## Work to complete
Sort through the listing below and keep each line with the word "photo". Copy those.

## Data for this task
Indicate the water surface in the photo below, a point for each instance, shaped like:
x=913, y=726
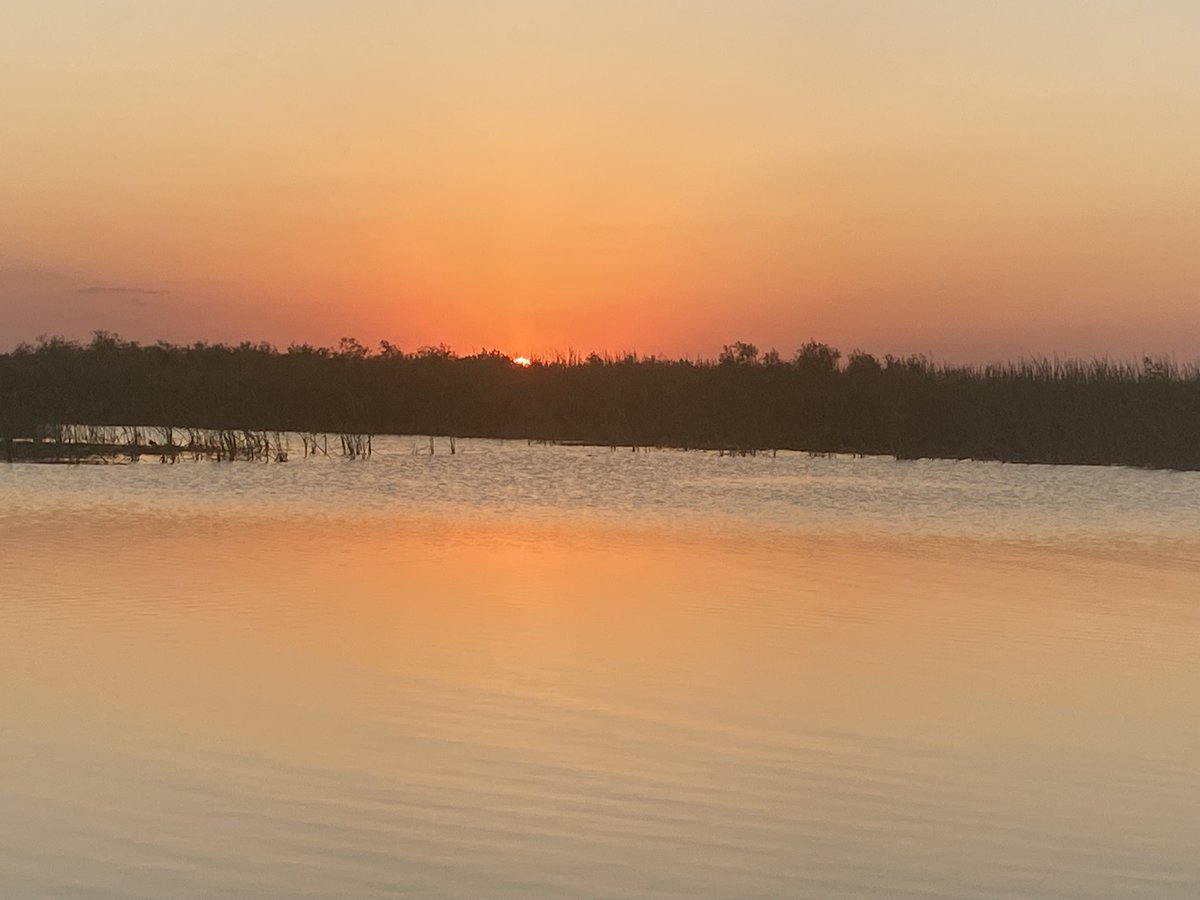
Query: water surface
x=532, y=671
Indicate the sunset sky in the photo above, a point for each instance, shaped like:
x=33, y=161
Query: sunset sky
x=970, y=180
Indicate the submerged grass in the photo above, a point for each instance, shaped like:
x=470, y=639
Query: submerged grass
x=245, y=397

---

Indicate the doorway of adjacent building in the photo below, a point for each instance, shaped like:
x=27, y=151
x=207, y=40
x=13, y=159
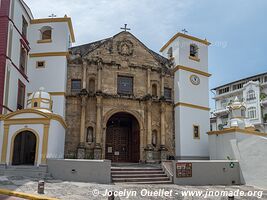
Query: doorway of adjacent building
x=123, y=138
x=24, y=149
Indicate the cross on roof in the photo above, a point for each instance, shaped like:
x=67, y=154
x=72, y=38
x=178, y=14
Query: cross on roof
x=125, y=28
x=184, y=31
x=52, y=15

## Solution to this problem
Indicate the water surface in the photo below, a point for each instance, shaped like:
Indicate the sunset sky in the photo above, a point for each instance, shaped like:
Indicate the submerged grass in the photo above, a point for each instance, shaped like:
Indicate the doorway of adjacent building in the photo below, a point for each instance, shaped like:
Indicate the cross on roof in the photo above, a point for each instance, shaped like:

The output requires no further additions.